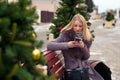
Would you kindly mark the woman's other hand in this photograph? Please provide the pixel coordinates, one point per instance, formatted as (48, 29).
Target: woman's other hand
(71, 44)
(79, 44)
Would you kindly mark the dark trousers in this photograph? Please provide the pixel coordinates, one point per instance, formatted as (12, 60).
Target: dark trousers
(103, 70)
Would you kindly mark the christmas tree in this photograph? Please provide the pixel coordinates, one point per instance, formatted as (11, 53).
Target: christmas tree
(19, 50)
(110, 16)
(63, 15)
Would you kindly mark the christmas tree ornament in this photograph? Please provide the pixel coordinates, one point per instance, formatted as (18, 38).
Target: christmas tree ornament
(36, 54)
(33, 35)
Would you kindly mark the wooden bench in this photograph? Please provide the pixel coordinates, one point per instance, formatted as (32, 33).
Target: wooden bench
(55, 63)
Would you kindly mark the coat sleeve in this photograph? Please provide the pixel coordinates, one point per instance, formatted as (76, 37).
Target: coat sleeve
(58, 44)
(85, 52)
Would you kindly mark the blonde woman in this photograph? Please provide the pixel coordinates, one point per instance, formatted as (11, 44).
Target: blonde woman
(75, 41)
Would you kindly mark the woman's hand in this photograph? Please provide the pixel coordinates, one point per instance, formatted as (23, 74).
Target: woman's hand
(72, 44)
(79, 44)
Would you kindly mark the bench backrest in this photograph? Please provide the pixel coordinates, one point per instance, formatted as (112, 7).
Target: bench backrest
(55, 63)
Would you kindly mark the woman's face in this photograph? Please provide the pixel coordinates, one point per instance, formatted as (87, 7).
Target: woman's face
(77, 26)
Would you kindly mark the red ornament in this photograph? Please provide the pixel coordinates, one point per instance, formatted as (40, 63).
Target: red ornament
(89, 23)
(60, 28)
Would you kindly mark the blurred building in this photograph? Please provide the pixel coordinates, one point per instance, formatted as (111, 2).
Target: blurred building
(45, 9)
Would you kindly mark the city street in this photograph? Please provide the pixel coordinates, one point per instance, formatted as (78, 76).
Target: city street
(105, 46)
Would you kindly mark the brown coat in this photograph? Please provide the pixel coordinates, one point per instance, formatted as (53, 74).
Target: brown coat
(74, 57)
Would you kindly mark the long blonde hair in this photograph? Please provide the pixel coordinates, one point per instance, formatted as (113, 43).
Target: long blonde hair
(86, 33)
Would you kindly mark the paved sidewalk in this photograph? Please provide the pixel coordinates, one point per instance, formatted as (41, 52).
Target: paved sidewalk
(105, 47)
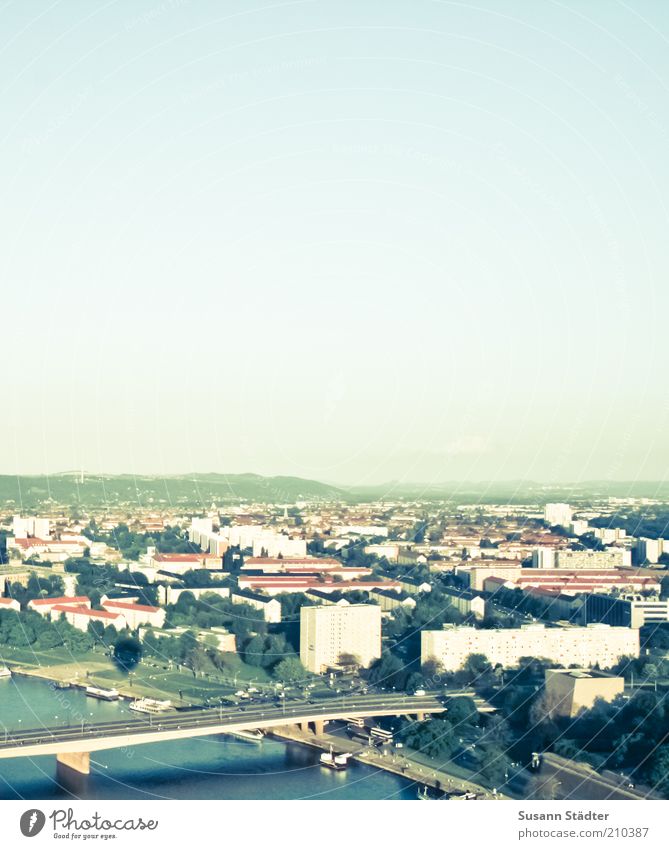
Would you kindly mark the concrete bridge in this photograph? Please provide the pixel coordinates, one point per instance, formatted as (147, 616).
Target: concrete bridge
(72, 745)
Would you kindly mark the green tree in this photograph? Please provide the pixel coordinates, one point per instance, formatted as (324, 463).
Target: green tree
(290, 670)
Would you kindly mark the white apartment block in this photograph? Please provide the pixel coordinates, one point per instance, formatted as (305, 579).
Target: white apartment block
(270, 607)
(609, 535)
(327, 633)
(543, 558)
(649, 550)
(558, 514)
(361, 530)
(565, 558)
(270, 544)
(31, 526)
(585, 646)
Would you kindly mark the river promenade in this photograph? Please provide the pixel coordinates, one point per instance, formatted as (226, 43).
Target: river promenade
(399, 764)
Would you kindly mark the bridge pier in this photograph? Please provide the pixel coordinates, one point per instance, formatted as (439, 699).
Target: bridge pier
(77, 761)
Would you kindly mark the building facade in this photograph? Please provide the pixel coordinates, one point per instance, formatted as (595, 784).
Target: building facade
(586, 646)
(331, 632)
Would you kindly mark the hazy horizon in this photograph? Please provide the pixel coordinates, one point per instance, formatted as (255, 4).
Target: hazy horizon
(348, 242)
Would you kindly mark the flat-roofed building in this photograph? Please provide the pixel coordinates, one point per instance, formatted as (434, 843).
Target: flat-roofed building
(586, 646)
(81, 617)
(331, 635)
(569, 691)
(136, 614)
(627, 611)
(270, 606)
(466, 602)
(43, 606)
(389, 600)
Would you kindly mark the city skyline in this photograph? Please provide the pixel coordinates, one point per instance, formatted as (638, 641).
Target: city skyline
(346, 243)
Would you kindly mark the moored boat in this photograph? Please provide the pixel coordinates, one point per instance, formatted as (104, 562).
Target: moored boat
(147, 705)
(332, 761)
(110, 694)
(253, 736)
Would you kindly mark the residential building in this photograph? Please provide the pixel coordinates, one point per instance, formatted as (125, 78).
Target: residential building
(586, 646)
(80, 617)
(330, 633)
(466, 602)
(43, 605)
(270, 607)
(610, 558)
(558, 514)
(137, 614)
(627, 611)
(569, 691)
(390, 600)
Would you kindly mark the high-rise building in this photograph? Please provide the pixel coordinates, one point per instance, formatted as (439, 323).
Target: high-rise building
(31, 526)
(558, 514)
(330, 634)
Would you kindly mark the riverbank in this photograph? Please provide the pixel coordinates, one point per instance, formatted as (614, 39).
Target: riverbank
(181, 688)
(398, 764)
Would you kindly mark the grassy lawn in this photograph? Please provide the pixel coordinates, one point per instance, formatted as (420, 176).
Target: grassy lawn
(149, 678)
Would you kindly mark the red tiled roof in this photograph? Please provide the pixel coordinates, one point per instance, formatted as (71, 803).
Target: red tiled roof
(64, 599)
(85, 611)
(129, 606)
(178, 558)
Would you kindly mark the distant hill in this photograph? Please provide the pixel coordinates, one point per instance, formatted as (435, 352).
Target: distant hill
(195, 490)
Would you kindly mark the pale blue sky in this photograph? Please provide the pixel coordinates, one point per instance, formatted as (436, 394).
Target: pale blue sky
(347, 240)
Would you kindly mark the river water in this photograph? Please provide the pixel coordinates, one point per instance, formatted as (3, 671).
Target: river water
(214, 767)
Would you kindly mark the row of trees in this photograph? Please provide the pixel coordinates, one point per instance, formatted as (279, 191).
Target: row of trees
(30, 630)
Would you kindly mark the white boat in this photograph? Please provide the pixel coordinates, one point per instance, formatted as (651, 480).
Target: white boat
(253, 736)
(332, 761)
(106, 695)
(150, 705)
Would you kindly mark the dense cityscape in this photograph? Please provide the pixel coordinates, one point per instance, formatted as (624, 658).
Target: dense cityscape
(483, 649)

-------------------------

• Task requirements: Every entry above should be written out again verbatim, with no pictures included.

• Answer space:
Would you kindly mark the woman's other hand in this photograph? Please provide the pixel coordinates, one point per instance, formatted as (48, 29).
Target: woman's other hand
(71, 44)
(79, 44)
Would you kindly mark the dark trousers in this photograph? Please provide the pixel coordinates, one point per instance, formatted as (12, 60).
Target: dark trousers
(103, 70)
Would you kindly mark the christmas tree in this photograph? Please provide the pixel coordinates, one point per instance, formatted as (11, 53).
Target: christmas tree
(19, 50)
(110, 16)
(63, 15)
Would you kindly mark the christmas tree ornament in this photograph? Please provide the pixel coordinates, one point per instance, formatted as (18, 38).
Target: christmas tree ornament
(36, 54)
(33, 35)
Would you kindly mark the wooden bench in this photograph? Please provide the pixel coordinates, one point per instance, formatted as (32, 33).
Target: wooden bench
(55, 63)
Would you kindly mark the coat sleeve in this photograph? Please provide the pixel coordinates, one point per instance, formatted as (76, 37).
Target: coat sleeve
(58, 44)
(85, 52)
Would you kindly mark the blonde woman in this photograph? Please provide the pixel coordinates, one point per instance, formatted as (11, 44).
Target: blonde woman
(75, 41)
Would you kindly mark the woman's hand in this photograph? Please provide the pixel coordinates, one point per instance, formatted as (23, 74).
Target: woman's hand
(72, 44)
(79, 44)
Would you kindly mark the bench backrest in this photograph? Please provide the pixel coordinates, one point per instance, formatted as (112, 7).
Target: bench backrest
(55, 63)
Would you kindly mark the woman's face in this photograph? Please provide the pixel coordinates, one point per instance, formatted as (87, 7).
Target: woman's face
(77, 26)
Would you kindly mark the red ornament in this photograph? Please provide the pixel coordinates, one point per instance, formatted as (40, 63).
Target: red ornament
(89, 23)
(60, 28)
Would you kindly mark the blurred building in this photograph? Please provide the pixel coordinates, one point per instance, formatted as (111, 2).
Target: blurred building
(45, 9)
Would you kindly mark the city street in this photograph? Please provide the pixel coordinates, one point per instance, formatted as (78, 76).
Target: city street
(105, 46)
Would you kindly mark the brown coat in this photograph? Please provide the pixel coordinates, one point per instance, formatted as (53, 74).
Target: brown coat
(74, 57)
Would you kindly mark the long blonde hair in this photograph? Please provide the pixel coordinates, one point per instance, formatted as (113, 43).
Target: long blonde hair
(86, 33)
Would you kindly mark the paved sidewalk in this photograph? Please provide the pixel coordinates, one point per instance, formatted as (41, 52).
Target: paved sidewalk
(105, 47)
Would you kindly mark the concrete bridge in this photograph? Please provide the pixel coordinates, one point per instance, formatted as (147, 616).
Target: concrete bridge
(72, 745)
Would you kindly mark the green tree in this photograph? Please provide the pixel coordinates, one point per instance, formatted as (324, 463).
Target: green tree
(290, 670)
Would you kindly mark the white apartment block in this photograph? Please provide the pixel coordinates, one point per instance, formatted as (305, 579).
Target: white apartment block
(270, 607)
(609, 535)
(327, 633)
(543, 558)
(649, 550)
(558, 514)
(361, 530)
(565, 558)
(270, 544)
(31, 526)
(585, 646)
Would you kindly mark the river promenade in this photograph? Please provide the pixel coordinates, one point per instance, formatted as (226, 43).
Target: river promenade
(399, 764)
Would you kindly mark the bridge pier in this photograph? Please provide the pixel coordinates, one point per instance, formatted as (439, 699).
Target: bridge pier
(77, 761)
Would you kindly mark the building facade in this photograph? Please provide the pixel coordinates, one point per instance, formatted as (595, 784).
Target: building facade
(586, 646)
(331, 632)
Would you kindly mark the hazy horizon in this photograph? Please provide the pixel coordinates, one point per instance, formatted as (255, 4).
Target: hazy horizon
(348, 242)
Would you kindly mark the flat-roofed building in this photograph? Please provide the pixel coordinates, one point per instance, formatted as (434, 843).
Target: flat-roofed building
(586, 646)
(81, 617)
(331, 635)
(569, 691)
(136, 614)
(627, 611)
(270, 606)
(466, 602)
(43, 606)
(389, 600)
Would you kindly mark the city skyline in this photograph? Please provide the pixel coordinates, one point per instance, formatted as (638, 641).
Target: city skyline
(346, 243)
Would you kindly mark the moored boat in this photograph? Please provide the pixel coordinates, one point per instance, formatted as (104, 562).
Target: moored boat
(147, 705)
(332, 761)
(110, 694)
(253, 736)
Would you kindly mark the residential building in this photograph? Please provide the pixel coordinates, one point per instance, formatted as (125, 78).
Target: residential building
(586, 646)
(80, 617)
(330, 633)
(466, 602)
(43, 605)
(270, 607)
(610, 558)
(558, 514)
(137, 614)
(627, 611)
(569, 691)
(390, 600)
Would you kindly mark the high-rise building in this photograph? Please provide the pixel coordinates, one point per instance, formatted as (439, 323).
Target: high-rise building
(31, 526)
(558, 514)
(330, 634)
Would you kindly mark the riverbank in this photograph? Please provide the pixel coordinates, one point per instance, formatted as (614, 39).
Target: riverbank
(181, 688)
(398, 764)
Would you kindly mark the grassy lawn in this photograph? Please provide the pixel coordinates, one point per instance, formatted as (420, 176).
Target: grassy lawn
(149, 678)
Would you kindly mark the red tiled roof in this photograph? Please provide the pixel coordinates, one point per instance, formatted as (71, 803).
Target: red tiled roof
(64, 599)
(85, 611)
(129, 606)
(178, 558)
Would you kindly mark the distant hill in this photograph? Please provide the pixel coordinates, one point per instance, formatted as (435, 352).
Target: distant hill
(195, 490)
Would you kindly mark the pale blue sky in this photograph? Please provide the pixel coordinates, one point per instance, formatted as (436, 394).
Target: pale blue sky
(347, 240)
Would you kindly mark the river water in this photograph? Please provide the pixel coordinates, one point per instance, formatted as (3, 671).
Target: river water
(214, 767)
Would you kindly mark the row of trees in this photograph? Please provide the pixel coordinates, one point per instance, formatted as (279, 191).
Target: row of trees
(30, 630)
Would you kindly mark the white boat in this photograph? Please provide the pixel coordinates, one point per instance, formatted as (651, 480).
Target: white boat
(253, 736)
(332, 761)
(106, 695)
(150, 705)
Would you kindly mark the dense cityscape in this photograph? Please provide the pixel coordinates, one point per instance, formatted as (624, 658).
Target: dense cityscape
(483, 649)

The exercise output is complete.